▶ [Set tasks]
1: Rewrite the study notes, starting with "- Throughout a" and going on through "and related concepts.", and put "examine" in place of "analyze".
2: Copy out all of the rows from the data source below line for line, with no changes.

▶ [Source]
★ ★ ★ ★ ★ ★ ★
Measurement, Distributions, and Percentiles – Study Notes
Measurement, Distributions, and Percentiles – Comprehensive Study Notes
Acknowledgement and context
- Opening and scope: this week covers measurement, frequency distributions, and percentiles; gradual introduction to numbers.
- Mid-semester exam scope: weeks 1–4 content; practice materials and quizzes recommended; exam date announced on Blackboard (Saturday, September 6).
- Relevance across degree: data cleaning, exploration, and analysis are common tasks in assignments; honors year in psychology involves a full year of study design, data collection, analysis, and thesis writing – these topics are foundational for that workflow.
Big-picture progression of a study in psychology
- Three stages: design a study, run the study, then analyze the numbers you collect.
- First data-processing steps: create plots, explore data, clean data.
- Throughout a degree, you’ll repeatedly clean, explore, and analyze data; in honors, you’ll perform this across a year end-to-end.
Core topics of the lecture
- First half: measurement of psychological constructs, reliability, sensitivity, and related concepts.
- Second half: data presentation and storytelling with figures; plotting decisions that tell a clear story.
Measurement and empirical foundations
- Constructs vs. observable phenomena: psychological constructs like anxiety or memory are not directly observable; operational definitions are needed to bound what counts as a measure of the construct.
★ ★ ★ ★ ★ ★ ★
▶ [Records from a data source]
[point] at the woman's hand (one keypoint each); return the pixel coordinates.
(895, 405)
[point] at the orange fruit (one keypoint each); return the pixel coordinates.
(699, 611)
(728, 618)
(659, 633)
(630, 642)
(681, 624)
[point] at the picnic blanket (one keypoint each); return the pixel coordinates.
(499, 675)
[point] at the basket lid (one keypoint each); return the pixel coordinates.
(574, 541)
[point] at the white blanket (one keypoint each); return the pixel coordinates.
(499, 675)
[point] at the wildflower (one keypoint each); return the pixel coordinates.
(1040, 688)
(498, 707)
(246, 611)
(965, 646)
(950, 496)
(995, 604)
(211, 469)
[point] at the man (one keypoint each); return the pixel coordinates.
★ ★ ★ ★ ★ ★ ★
▶ [Expected answers]
1:
- Throughout a degree, you’ll repeatedly clean, explore, and examine data; in honors, you’ll perform this across a year end-to-end.
Core topics of the lecture
- First half: measurement of psychological constructs, reliability, sensitivity, and related concepts.

2:
[point] at the woman's hand (one keypoint each); return the pixel coordinates.
(895, 405)
[point] at the orange fruit (one keypoint each); return the pixel coordinates.
(699, 611)
(728, 618)
(659, 633)
(630, 642)
(681, 624)
[point] at the picnic blanket (one keypoint each); return the pixel coordinates.
(499, 675)
[point] at the basket lid (one keypoint each); return the pixel coordinates.
(574, 541)
[point] at the white blanket (one keypoint each); return the pixel coordinates.
(499, 675)
[point] at the wildflower (one keypoint each); return the pixel coordinates.
(1040, 688)
(498, 707)
(246, 611)
(965, 646)
(950, 496)
(995, 604)
(211, 469)
[point] at the man (one keypoint each); return the pixel coordinates.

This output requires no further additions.